* **Quoted text**:
-*-

Empirical Evaluation Setup
Benchmark Tasks:
A benchmark task is an action taken by a participant of evaluation in order to observe how participants perform. We had 6 benchmark tasks for our target table. Each task revolved around the user navigating through the app in order to access one of the many interactive features. For example, one of our tasks was for the user to add an event/place to their 'wishlist.' We wanted to test these features in action as they are quite significant elements to our app that we think users would benefit from.
Connection to UX Table:
We previously mentioned, we decided on empirical evaluation because our benchmark tasks are best achieved by physical interaction with the prototype. For this reason, we believed that direct input by potential users from various user classes was the most appropriate source of data. Additionally, we chose to conduct the evaluation through a questionnaire for two main reasons. First, having a questionnaire with questions that utilize a Likert scale response provides us with quantitative responses even for seemingly qualitative questions, so determining whether we have met a certain UX target is simple. Second, utilizing a questionnaire with instructions enables us to reach out to a wider range of evaluation participants because all we have to do is share the questionnaire link.
Goals of Study:
The purpose of this empirical evaluation is to gain insights into various aspects of our current prototype with the help of users. For this reason, our evaluation will cover all aspects of our prototype such as instructions, features, and designs, just to name a few. The short-term benefit of evaluation is that we are able to get a taste of the viewpoints and expectations of the potential users. As a result of the evaluation, we identify a list of strengths and weaknesses and adjust the current system to emphasize the strengths and improve upon the weaknesses. Hence, a long-term benefit of evaluation is that catching errors and making adjustments as early as possible will reduce costs such as time.
Method for Recruiting Participants
We began the evaluation process by seeking the evaluation participants. Most of the evaluation participants were friends, family members, etc. Although we are aware that our Benchmark Tasks involve multiple user classes, we had each participant complete all 7 Benchmark Tasks. The reason is that each user is capable of representing multiple user classes; for example, a business owner who advertisement his/her business through StreetSmart may use StreetSmart as a traveler during vacation.

-*-

* **Records to use**:
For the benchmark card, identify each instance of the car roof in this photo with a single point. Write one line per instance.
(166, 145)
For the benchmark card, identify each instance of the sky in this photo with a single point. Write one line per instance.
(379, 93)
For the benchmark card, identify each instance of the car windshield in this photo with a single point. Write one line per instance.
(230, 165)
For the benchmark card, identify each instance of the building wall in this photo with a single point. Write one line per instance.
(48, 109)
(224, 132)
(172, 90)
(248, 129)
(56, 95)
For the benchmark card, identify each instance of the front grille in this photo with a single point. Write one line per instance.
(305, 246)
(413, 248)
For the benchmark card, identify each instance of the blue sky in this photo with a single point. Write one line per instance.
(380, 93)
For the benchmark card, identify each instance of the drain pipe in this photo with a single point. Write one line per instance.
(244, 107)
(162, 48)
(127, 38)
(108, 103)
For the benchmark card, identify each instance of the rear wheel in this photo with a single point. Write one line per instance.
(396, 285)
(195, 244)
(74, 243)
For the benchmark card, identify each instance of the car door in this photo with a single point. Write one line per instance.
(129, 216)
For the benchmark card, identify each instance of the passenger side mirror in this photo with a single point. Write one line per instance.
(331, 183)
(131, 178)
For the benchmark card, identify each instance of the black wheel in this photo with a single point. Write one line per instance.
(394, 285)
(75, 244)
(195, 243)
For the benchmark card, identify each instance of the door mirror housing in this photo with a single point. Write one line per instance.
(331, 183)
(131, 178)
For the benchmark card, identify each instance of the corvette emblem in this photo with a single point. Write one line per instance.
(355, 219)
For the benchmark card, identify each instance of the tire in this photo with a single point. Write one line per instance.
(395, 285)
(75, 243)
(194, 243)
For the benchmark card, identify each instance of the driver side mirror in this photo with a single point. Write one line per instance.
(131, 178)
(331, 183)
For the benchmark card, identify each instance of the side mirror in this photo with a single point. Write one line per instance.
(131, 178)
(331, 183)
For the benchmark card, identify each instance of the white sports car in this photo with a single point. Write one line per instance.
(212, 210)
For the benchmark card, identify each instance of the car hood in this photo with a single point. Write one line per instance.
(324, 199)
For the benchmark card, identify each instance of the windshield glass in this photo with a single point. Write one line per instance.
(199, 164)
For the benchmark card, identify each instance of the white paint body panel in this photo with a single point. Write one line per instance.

-*-

* **List of tasks**:
(a) Pick out every line in the records that contains the word "white".
(b) Continue the text on the app's empirical evaluation setup, starting right after its final sentence.

* **Answers to the tasks**:
(a)
For the benchmark card, identify each instance of the white sports car in this photo with a single point. Write one line per instance.
For the benchmark card, identify each instance of the white paint body panel in this photo with a single point. Write one line per instance.

(b)
List of Participants:
Jason
Ryan
Jackson
Cindy
Peter
Zach
Evan
George
Angelica
Antonio
Quincy
Procedure for Tasks
User clicks a link to get to Google Forms which is where our questionnaire is hosted.
The user will read the description of the questionnaire and click on the link to our prototype to begin.
A team member will start the timer when the user is ready.
The team member will ask for the user to complete a set number of tasks and record the time it takes them to complete said task.
The team member will also jot down observations whilst watching the user complete tasks.
The team member will stop the timer once the task has been completed.
After the team member has finished asking the user to click through different features on the prototype, the user will return back to the questionnaire.
The user will answer all questions on the questionnaire.
Apparatus:
Prototype: The prototype was designed using Figma. Each participant was able to access the prototype through the Post-Interaction Questionnaire that contained the link to our prototype.
Location:
In-Person Evaluation: If a participant preferred conducting the evaluation in person, then we adjusted to the participant's location preference.
Remote Evaluation: If a participant preferred conducting the evaluation remotely, we scheduled an online meeting; the example video above provides a sense of how the online meetings generally went.
Data Collection Method:
Every time we scheduled an evaluation session, as many team members as possible tried to attend the evaluation session.
During each evaluation session, each team member took a role:
Instructor, who described the tasks to the evaluation participant.
Timer, who measured the amount of time the evaluation participant took to complete a task.
Counter, who measured the number of times the evaluation participant made a mistake during each task.
Observer, who observed the evaluation participant behaviors during the session.
Recorder, who recorded the online meetings.
Depending on the number of members present, some members had to take multiple roles.
After the evaluation participant completed all tasks, the evaluation participant moved on to submitting the responses to the Post-Interaction Questionnaire based on their personal experience with StreetSmart.
Observations:
Some participants were naturally faster at completing the tasks.
Most participants were able to complete tasks much faster later into the evaluation session.
As the participants were completing the tasks, some participants unconsciously pointed out some flaws.
An example is when a participant said, "How do I go back?"
The more steps away from the start screen a task required, the longer time and more mistakes the participants took to complete a task.
There was a correlation between metrics, such as completion time and mistake frequency, and Post-Interaction Questionnaire ratings.
Participants who struggled with the system were less happy with the system.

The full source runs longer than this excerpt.